Stored data: Begin
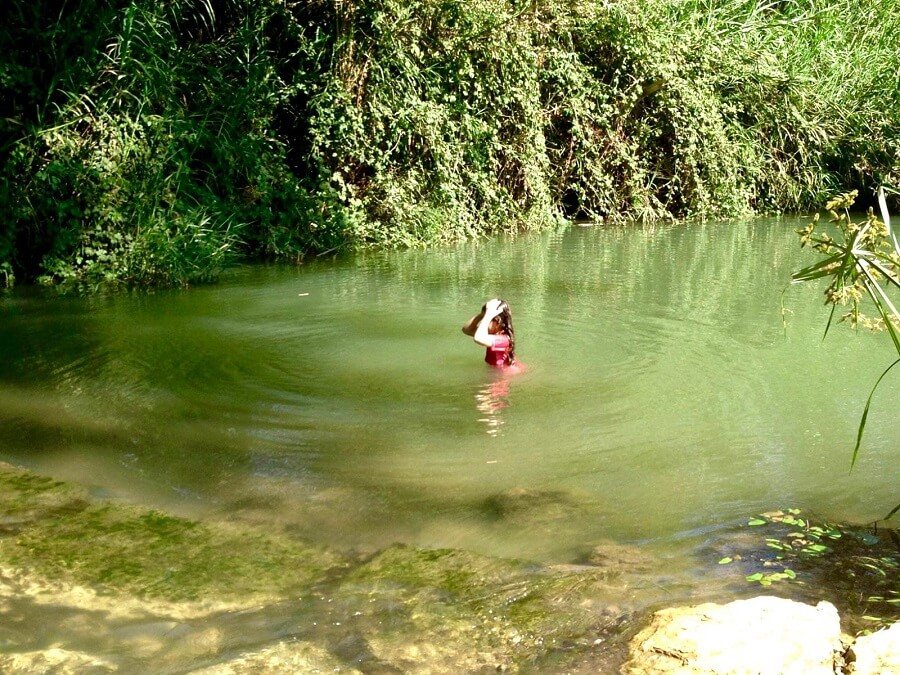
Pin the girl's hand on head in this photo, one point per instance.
(492, 307)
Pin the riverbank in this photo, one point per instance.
(87, 583)
(152, 144)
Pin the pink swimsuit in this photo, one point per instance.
(498, 353)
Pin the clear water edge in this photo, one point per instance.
(663, 398)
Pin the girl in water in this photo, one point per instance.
(492, 328)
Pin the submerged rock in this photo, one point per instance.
(760, 635)
(876, 654)
(523, 506)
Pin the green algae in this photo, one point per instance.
(523, 614)
(402, 608)
(55, 532)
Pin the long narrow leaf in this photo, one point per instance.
(862, 422)
(886, 217)
(816, 271)
(893, 511)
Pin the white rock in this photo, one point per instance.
(762, 635)
(877, 654)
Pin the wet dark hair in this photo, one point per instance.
(505, 320)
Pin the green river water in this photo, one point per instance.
(663, 398)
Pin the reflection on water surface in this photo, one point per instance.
(340, 400)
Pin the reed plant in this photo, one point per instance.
(862, 263)
(156, 142)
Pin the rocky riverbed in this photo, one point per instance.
(93, 586)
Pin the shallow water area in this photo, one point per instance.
(663, 402)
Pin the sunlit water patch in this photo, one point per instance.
(663, 394)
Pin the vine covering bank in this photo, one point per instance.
(147, 142)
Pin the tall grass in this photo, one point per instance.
(863, 263)
(155, 142)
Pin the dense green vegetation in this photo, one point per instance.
(146, 142)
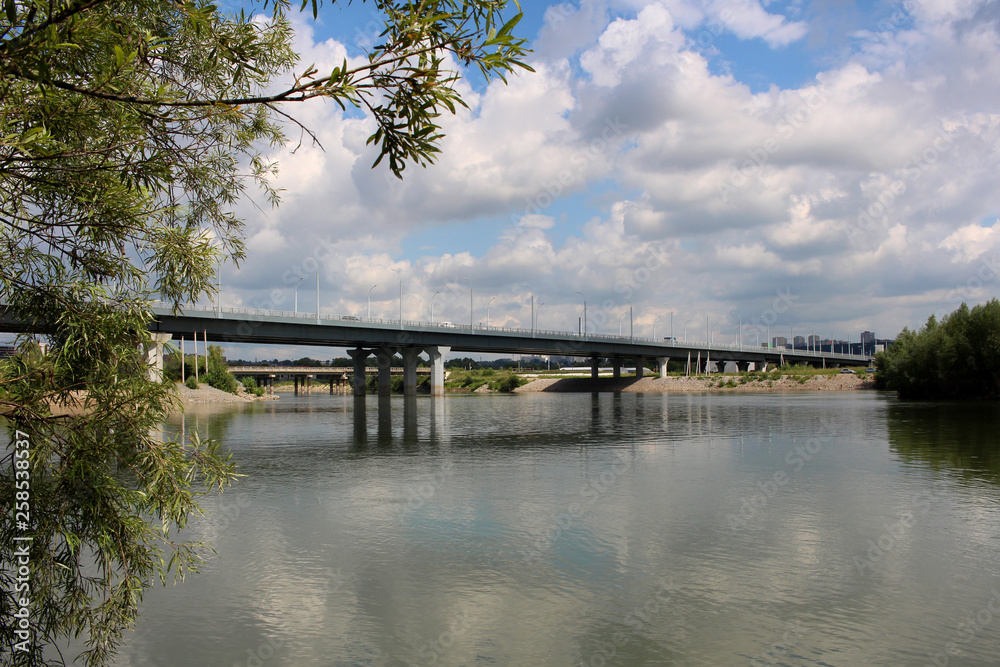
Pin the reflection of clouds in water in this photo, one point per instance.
(319, 556)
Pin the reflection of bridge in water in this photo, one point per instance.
(386, 338)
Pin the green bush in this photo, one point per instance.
(509, 383)
(251, 386)
(956, 358)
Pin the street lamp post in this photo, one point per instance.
(631, 326)
(532, 308)
(432, 305)
(470, 299)
(399, 272)
(370, 301)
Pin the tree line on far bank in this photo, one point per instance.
(956, 358)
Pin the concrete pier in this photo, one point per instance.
(154, 355)
(359, 355)
(436, 355)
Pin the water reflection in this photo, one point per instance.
(960, 437)
(567, 529)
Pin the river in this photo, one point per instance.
(592, 529)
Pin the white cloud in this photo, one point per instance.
(871, 180)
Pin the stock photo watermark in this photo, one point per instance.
(21, 554)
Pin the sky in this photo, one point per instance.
(820, 167)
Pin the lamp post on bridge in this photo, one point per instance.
(470, 300)
(370, 301)
(631, 322)
(399, 272)
(532, 308)
(432, 305)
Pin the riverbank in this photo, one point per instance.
(730, 383)
(207, 394)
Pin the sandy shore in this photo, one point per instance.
(845, 382)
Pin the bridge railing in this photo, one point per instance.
(481, 328)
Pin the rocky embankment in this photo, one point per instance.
(844, 382)
(206, 394)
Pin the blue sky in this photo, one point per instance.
(845, 153)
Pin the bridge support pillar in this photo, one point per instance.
(410, 370)
(384, 358)
(359, 355)
(154, 356)
(436, 355)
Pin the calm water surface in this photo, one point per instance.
(577, 529)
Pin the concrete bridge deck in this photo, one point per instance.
(384, 338)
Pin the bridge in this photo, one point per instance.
(336, 375)
(385, 338)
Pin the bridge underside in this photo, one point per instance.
(227, 328)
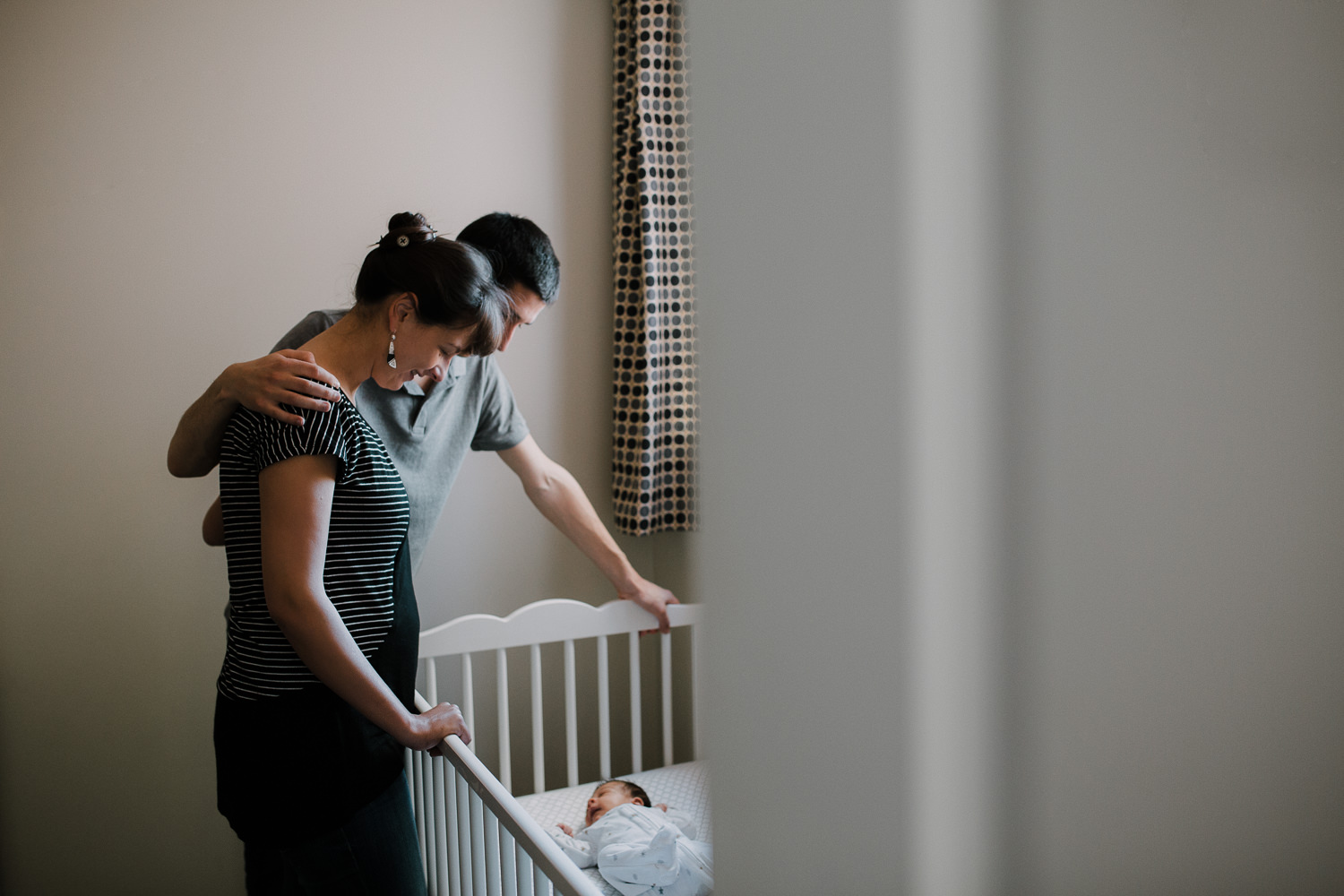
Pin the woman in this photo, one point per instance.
(314, 700)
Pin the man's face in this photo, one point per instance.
(527, 306)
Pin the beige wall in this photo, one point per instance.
(1164, 672)
(183, 182)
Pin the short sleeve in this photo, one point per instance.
(500, 424)
(322, 433)
(312, 324)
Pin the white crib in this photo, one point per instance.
(475, 837)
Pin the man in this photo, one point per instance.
(427, 425)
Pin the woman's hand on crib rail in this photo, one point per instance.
(650, 597)
(430, 727)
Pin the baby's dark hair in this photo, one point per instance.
(453, 282)
(633, 790)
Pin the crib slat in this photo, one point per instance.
(468, 699)
(464, 836)
(636, 721)
(524, 872)
(538, 754)
(438, 858)
(417, 780)
(572, 723)
(427, 777)
(454, 883)
(666, 649)
(478, 847)
(502, 699)
(508, 863)
(696, 692)
(604, 710)
(492, 853)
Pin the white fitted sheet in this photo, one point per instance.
(685, 786)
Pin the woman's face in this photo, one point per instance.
(422, 349)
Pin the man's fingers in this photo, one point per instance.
(309, 403)
(284, 417)
(306, 367)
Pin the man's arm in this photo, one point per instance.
(561, 500)
(263, 384)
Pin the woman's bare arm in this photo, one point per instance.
(296, 498)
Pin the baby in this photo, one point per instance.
(640, 848)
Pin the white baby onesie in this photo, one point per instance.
(644, 852)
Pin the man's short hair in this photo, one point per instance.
(519, 250)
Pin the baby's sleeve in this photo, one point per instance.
(683, 821)
(580, 850)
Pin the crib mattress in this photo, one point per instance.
(685, 786)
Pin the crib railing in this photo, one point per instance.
(476, 840)
(475, 837)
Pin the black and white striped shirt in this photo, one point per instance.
(370, 514)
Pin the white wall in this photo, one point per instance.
(1176, 185)
(1171, 187)
(183, 182)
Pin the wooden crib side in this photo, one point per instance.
(475, 839)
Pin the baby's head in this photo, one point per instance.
(612, 794)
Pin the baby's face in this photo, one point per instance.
(607, 798)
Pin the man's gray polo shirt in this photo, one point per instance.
(427, 435)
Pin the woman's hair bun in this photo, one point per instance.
(406, 228)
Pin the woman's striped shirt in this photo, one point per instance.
(370, 514)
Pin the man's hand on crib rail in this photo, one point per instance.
(652, 598)
(430, 727)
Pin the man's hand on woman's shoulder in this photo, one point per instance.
(281, 378)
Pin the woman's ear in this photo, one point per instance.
(400, 309)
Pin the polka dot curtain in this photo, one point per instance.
(655, 411)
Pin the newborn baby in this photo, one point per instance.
(639, 848)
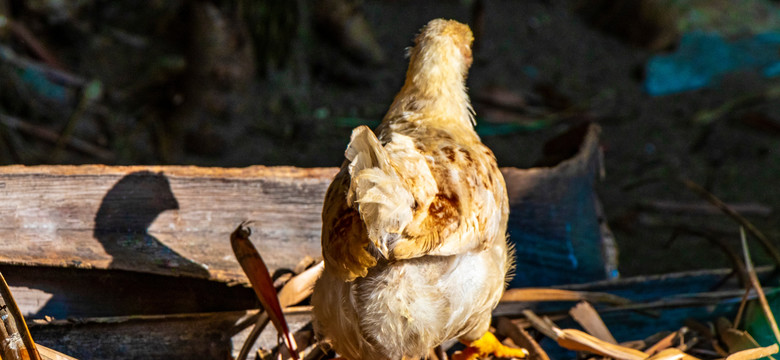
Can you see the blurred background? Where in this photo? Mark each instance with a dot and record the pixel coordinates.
(681, 88)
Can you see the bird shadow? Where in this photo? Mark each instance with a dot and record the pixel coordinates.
(122, 226)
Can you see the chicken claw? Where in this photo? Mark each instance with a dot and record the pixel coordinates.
(487, 345)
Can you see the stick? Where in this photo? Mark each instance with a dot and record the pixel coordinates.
(757, 285)
(696, 188)
(52, 137)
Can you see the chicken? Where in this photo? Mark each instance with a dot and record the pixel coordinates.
(414, 224)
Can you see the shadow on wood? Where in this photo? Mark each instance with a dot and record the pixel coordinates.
(123, 220)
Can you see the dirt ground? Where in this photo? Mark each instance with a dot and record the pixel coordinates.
(526, 46)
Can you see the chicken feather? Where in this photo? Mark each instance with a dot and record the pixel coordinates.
(414, 224)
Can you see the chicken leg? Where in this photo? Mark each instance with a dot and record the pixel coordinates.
(487, 345)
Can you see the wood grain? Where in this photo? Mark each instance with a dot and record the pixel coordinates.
(177, 220)
(163, 220)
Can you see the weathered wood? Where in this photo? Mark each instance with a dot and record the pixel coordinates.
(183, 336)
(164, 220)
(63, 293)
(176, 220)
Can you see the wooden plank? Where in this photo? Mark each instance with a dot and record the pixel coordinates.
(63, 293)
(215, 336)
(176, 220)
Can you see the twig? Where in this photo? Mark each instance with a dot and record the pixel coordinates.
(757, 286)
(89, 93)
(696, 188)
(703, 208)
(261, 323)
(37, 47)
(52, 137)
(55, 75)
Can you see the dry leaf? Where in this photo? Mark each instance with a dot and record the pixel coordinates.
(51, 354)
(254, 268)
(580, 341)
(662, 344)
(672, 354)
(755, 353)
(757, 286)
(522, 339)
(300, 286)
(585, 315)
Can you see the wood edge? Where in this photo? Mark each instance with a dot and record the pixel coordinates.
(254, 171)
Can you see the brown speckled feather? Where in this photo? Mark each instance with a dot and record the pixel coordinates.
(414, 224)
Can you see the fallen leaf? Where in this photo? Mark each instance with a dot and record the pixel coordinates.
(755, 353)
(585, 315)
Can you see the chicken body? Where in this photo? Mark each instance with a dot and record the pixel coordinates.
(414, 224)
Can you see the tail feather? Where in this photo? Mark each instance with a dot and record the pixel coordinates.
(377, 191)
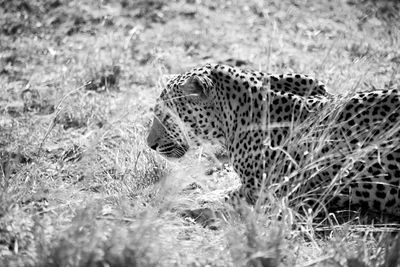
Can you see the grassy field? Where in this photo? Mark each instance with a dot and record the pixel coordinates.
(79, 186)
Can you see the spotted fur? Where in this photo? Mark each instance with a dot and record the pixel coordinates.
(257, 117)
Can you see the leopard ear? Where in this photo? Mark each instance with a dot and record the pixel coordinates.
(197, 86)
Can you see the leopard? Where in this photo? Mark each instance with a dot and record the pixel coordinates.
(286, 131)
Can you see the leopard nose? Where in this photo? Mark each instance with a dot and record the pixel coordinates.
(154, 146)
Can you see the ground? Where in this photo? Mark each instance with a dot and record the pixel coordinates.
(79, 186)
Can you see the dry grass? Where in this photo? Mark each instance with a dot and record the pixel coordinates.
(78, 185)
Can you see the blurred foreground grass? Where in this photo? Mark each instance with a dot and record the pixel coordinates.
(78, 185)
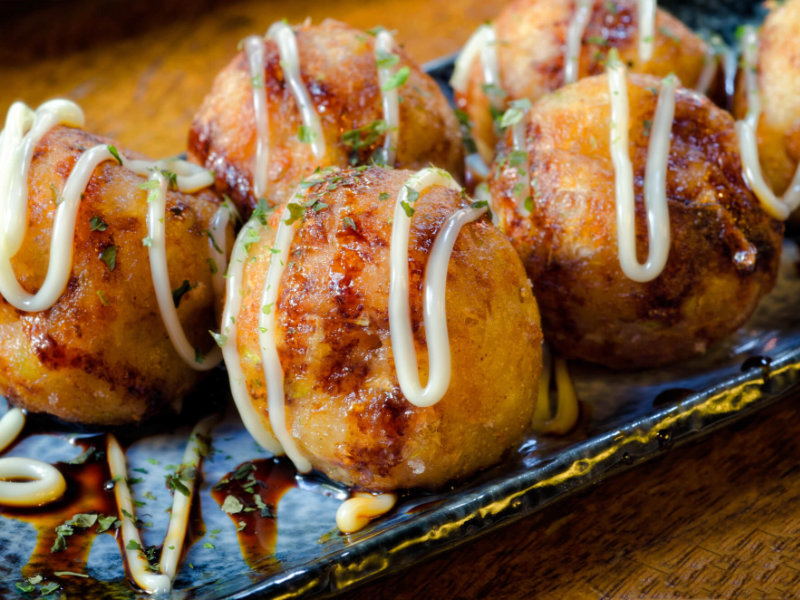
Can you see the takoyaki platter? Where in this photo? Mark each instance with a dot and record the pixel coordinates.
(375, 308)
Stored data: End
*Prompt:*
The result should hold only the lines from the line with "Can you see the blurred foreground" through the final line of the records above, copied exactly, with pictures left out.

*Completed task:*
Can you see the blurred foreground grass? Where in this photo? Mark each instance with a dot and record the pixel coordinates.
(78, 185)
Can you see the takoyaki platter? Where in this photo? Mark each instance with a dot and record the pixel coordinates.
(375, 308)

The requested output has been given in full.